Global LLM Data – LLM Training Operation Coding Analyst
Company | ByteDance |
---|---|
Location | Los Angeles, CA, USA |
Salary | $Not Provided – $Not Provided |
Type | Full-Time |
Degrees | |
Experience Level | Mid Level, Senior |
Requirements
- 3+ years of experience in project or operations management roles.
- Experience with programming languages such as Python, Java, Go, or C, acquired through coding projects, or technical, project manager, or scrum master roles in software engineering teams.
- Strong communication and problem-solving skills with the ability to understand and convey code-related concepts effectively.
- Strong project management skills, with the ability to design, manage, and optimize complex workflows.
- Ability to balance independent judgment with collaborative teamwork in a fast-paced, project-based environment.
Responsibilities
- Lead and manage multiple coding-focused LLM training projects, ensuring timelines, quality standards, and objectives are met.
- Track project progress, identify risks, and implement corrective actions as necessary to keep projects on course.
- Build and maintain strong relationships with product managers, engineers, researchers, data annotators, and other cross-functional team members.
- Communicate project updates, address concerns, and align expectations to ensure successful project outcomes.

Exercises to complete
[1] Reproduce the section of the ByteDance job posting that opens with the words containing "- Experience with" and closes with "objectives are met.".
[2] According to the ByteDance job posting, how many years of experience in project or operations management roles does the position require?
[3] Continue the ByteDance job posting for the LLM Training Operation Coding Analyst role from the point at which it ends.

Records
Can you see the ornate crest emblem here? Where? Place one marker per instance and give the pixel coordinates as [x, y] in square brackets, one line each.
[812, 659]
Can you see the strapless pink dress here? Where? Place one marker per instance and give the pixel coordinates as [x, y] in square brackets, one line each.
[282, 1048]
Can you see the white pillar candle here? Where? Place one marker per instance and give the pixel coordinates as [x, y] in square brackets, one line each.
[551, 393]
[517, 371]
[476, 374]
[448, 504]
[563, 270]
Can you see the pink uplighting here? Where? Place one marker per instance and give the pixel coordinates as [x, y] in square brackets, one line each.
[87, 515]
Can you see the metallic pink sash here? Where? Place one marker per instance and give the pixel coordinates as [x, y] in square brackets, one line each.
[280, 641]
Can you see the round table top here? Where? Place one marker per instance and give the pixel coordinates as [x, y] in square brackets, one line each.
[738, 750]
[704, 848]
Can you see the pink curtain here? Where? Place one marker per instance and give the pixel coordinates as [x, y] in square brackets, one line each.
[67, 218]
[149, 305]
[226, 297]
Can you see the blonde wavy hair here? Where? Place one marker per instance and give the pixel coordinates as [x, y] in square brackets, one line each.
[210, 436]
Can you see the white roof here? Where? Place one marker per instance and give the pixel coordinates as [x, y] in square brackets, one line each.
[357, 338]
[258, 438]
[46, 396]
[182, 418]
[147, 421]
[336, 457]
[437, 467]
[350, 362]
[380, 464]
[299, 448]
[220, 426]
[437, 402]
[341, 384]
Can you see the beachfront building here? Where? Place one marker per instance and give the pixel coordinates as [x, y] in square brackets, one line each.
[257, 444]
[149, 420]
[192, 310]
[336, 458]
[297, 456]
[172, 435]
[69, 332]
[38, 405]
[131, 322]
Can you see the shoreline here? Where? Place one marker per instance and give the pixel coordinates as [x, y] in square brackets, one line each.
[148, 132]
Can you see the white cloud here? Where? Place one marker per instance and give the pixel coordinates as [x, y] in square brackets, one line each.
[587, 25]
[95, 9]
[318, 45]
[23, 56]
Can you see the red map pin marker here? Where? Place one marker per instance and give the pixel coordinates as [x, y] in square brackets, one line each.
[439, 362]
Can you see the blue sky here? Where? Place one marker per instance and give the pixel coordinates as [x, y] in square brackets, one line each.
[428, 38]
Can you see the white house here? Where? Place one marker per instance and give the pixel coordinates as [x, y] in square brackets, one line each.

Written answers
[1]
- Experience with programming languages such as Python, Java, Go, or C, acquired through coding projects, or technical, project manager, or scrum master roles in software engineering teams.
- Strong communication and problem-solving skills with the ability to understand and convey code-related concepts effectively.
- Strong project management skills, with the ability to design, manage, and optimize complex workflows.
- Ability to balance independent judgment with collaborative teamwork in a fast-paced, project-based environment.
Responsibilities
- Lead and manage multiple coding-focused LLM training projects, ensuring timelines, quality standards, and objectives are met.

[2] At least three years (3+ years).

[3]
- Coordinate meetings and discussions with global teams to ensure seamless project execution and work with external vendors and trainers per project demands.
- Design, manage, and optimize workflows for coding-focused LLM training projects, including training design, QA processes, and performance tracking to meet project needs.
- Collaborate closely with product managers, engineers, and cross-functional teams to ensure alignment on quality metrics and project expectations.
- Conduct quality and productivity improvement experiments to enhance operational processes for code-related training data.
- Lead and support general annotation operation improvement initiatives across various data domains.
- Develop and maintain technical guidelines and casebooks to support consistent, high-quality data production.
- Design and implement data analysis strategies for LLM coding projects.
- Analyze annotation quality, model performance, and dataset coverage using statistical and programmatic methods.
- Identify data gaps and failure patterns through slice-based evaluations and error analysis.
- Use Python (Pandas, NumPy, Matplotlib) and SQL to generate insights and support model training operations.
- Collaborate with researchers to inform training strategies and data improvements.
- Provide mentorship and guidance to team members, helping to develop their skills and ensuring the delivery of high-quality outputs.
- Foster a collaborative environment where team members can share knowledge and best practices to improve overall performance.
Preferred Qualifications
- Experience in RLHF annotation and working with leading AI/LLM companies on technical projects.
- Experience with codebases and understanding of software development processes, coding best practices, and version control systems (e.g., Git).
- Proven ability to lead and mentor junior team members in data-related or AI/LLM projects.
- Deep interest in LLMs, computational thinking, and ability to adapt to a high-intensity work environment.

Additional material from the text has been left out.